- Activity -
Start at the line below containing "box: [40, 90, 68, 99]" and stop at the line containing "box: [117, 0, 319, 175]". Repeat every line of that stretch exactly, and nothing outside it.

---------- Data for analysis

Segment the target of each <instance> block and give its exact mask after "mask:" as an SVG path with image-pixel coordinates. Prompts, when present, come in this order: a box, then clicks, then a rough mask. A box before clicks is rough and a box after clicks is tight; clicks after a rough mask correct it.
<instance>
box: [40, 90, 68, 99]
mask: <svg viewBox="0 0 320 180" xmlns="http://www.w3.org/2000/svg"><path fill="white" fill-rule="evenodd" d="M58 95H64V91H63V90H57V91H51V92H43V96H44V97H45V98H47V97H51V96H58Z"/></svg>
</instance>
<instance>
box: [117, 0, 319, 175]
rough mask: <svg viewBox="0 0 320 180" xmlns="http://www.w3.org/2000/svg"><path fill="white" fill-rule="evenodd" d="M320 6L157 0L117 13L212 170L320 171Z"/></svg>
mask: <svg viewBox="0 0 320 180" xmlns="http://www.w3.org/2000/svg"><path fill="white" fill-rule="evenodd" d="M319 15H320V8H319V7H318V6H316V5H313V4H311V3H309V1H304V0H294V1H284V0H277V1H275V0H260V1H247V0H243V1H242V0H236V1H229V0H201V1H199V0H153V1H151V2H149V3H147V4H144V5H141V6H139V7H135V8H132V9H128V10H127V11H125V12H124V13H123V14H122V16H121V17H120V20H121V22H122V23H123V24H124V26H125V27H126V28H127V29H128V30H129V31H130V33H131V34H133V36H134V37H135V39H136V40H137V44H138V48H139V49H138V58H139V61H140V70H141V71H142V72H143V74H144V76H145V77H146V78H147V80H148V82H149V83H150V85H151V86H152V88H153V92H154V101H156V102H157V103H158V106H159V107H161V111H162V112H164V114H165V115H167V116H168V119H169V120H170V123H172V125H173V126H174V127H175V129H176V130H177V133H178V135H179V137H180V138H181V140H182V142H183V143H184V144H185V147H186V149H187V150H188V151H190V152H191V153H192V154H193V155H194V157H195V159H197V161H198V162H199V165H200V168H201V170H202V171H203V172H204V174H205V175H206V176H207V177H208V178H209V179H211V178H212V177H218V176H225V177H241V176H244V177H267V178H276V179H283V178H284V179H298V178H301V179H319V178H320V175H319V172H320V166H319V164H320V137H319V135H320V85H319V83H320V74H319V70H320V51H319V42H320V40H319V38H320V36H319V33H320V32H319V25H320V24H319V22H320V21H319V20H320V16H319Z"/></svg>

--------------------

- Answer for the task -
box: [40, 90, 68, 99]
mask: <svg viewBox="0 0 320 180" xmlns="http://www.w3.org/2000/svg"><path fill="white" fill-rule="evenodd" d="M58 95H64V91H63V90H57V91H51V92H43V96H44V97H45V98H47V97H51V96H58Z"/></svg>
</instance>
<instance>
box: [117, 0, 319, 175]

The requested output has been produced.